◆ WHAT YOU NEED TO DO:
a – Name every bank mentioned by name in the article on negative interest rates in Germany.
b – From the article on negative interest rates in Germany, reproduce the passage that opens with the words containing "But the ECB’s" and closes with "the money instead.".

◆ SOURCE DOCUMENT:
The floodgates for negative interest rates have opened in Germany’s banking world.
More and more large corporate customers are facing charges for depositing their money with a bank. It is a consequence of actions by the European Central Bank, which is desperate for customers to get out and spend their money to give the 18-nation euro-zone economy a boost.
Commerzbank, Germany’s second-largest bank, admitted on Wednesday evening that it will start charging money for large corporate deposits, becoming the largest German bank to publicly acknowledge its actions. The bank in a statement said it “reserves the right” to hold talks with large companies and institutional investors about charging them for their cash. The negotiations will take place on a case-by-case basis with customers who hold “large and surplus liquidity” with the bank.
German companies are not happy – but they blame the ECB rather than the banks.
“The banks have to think about whether it makes sense for them to risk larger business groups over a few hundred percentage points.”
“The side effects of the current monetary policy in Europe are now beginning to show. Instead of encouraging investment, the ECB’s negative deposit rates are becoming a further burden on the economy,” Martin Wansleben, the head of Germany’s Chamber of Commerce and Industry, DIHK, said in an e-mailed statement to Handelsblatt Global Edition.
“To really encourage investment, we need the right policy incentives. These include structural reform in crisis countries. In Germany too, we need to stop further burdening companies,” Mr. Wansleben added.
Private consumers remain unaffected by Commerzbank’s new policy, as do small- and medium-sized companies, the bank said.
But it does mark a slippery slope for the banking industry. Back in June, institutional investors told Handelsblatt they were facing negative rates from Commerzbank and Deutsche Bank, Germany’s largest bank. At that time, large companies said they were being spared from the fees.
Financial sources say that Deutsche Bank, too, is now in talks about negative interest rates with its largest corporate clients, though the bank insists there will be no broad policy for introducing deposit fees on corporate customers. Institutional investors are also being spared for the moment, though sources said they are being encouraged to take up alternative products like timed deposits rather than simply leaving their money with the bank.
It is the European Central Bank that got the ball rolling in June, when it became the first major bank in history to say it was charging banks to park their excess reserves with the central bank. Financial firms in the 18-nation euro-zone must now pay 0.2 percent interest on any money they choose to leave with the ECB rather than lend out to customers.
The policy is designed to revive the euro-zone’s economy, which grew only 0.2 percent in the third quarter of this year. Bank lending to the private sector in the euro zone continues to shrink – falling 1.2 percent in September – and the ECB is doing everything in its power to convince Europe’s banks to lend out the money rather than leave it sitting in their vaults.
But the ECB’s message is also directed at the banks’ customers: Companies and consumers should be spending their money rather than saving it.
Banks have long complained that there is a lack of demand for their loans – and so are passing the costs on to their customers instead. A study from consulting firm Barkow Consulting last month found that deposits from businesses and private savers totaled €2.317 trillion ($2.95 trillion) in May 2014, exceeding for the second time this year the banks’ total credit volume.
Even Germany’s economy has struggled in recent months. Many companies in Germany are hoarding cash as a result of the uncertain economic situation. Large blue-chip companies have squared away €138 billion (€172 billion) as their profits continue to rise. The ECB is hoping to give these companies a push to spend the money instead.

◆ RECORDED DATA:
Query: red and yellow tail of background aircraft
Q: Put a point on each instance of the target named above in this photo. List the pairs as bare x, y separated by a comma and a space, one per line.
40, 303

◆ RESPONSES TO THE TASKS:
a – Commerzbank, Deutsche Bank, European Central Bank (ECB)

b –
But the ECB’s message is also directed at the banks’ customers: Companies and consumers should be spending their money rather than saving it.
Banks have long complained that there is a lack of demand for their loans – and so are passing the costs on to their customers instead. A study from consulting firm Barkow Consulting last month found that deposits from businesses and private savers totaled €2.317 trillion ($2.95 trillion) in May 2014, exceeding for the second time this year the banks’ total credit volume.
Even Germany’s economy has struggled in recent months. Many companies in Germany are hoarding cash as a result of the uncertain economic situation. Large blue-chip companies have squared away €138 billion (€172 billion) as their profits continue to rise. The ECB is hoping to give these companies a push to spend the money instead.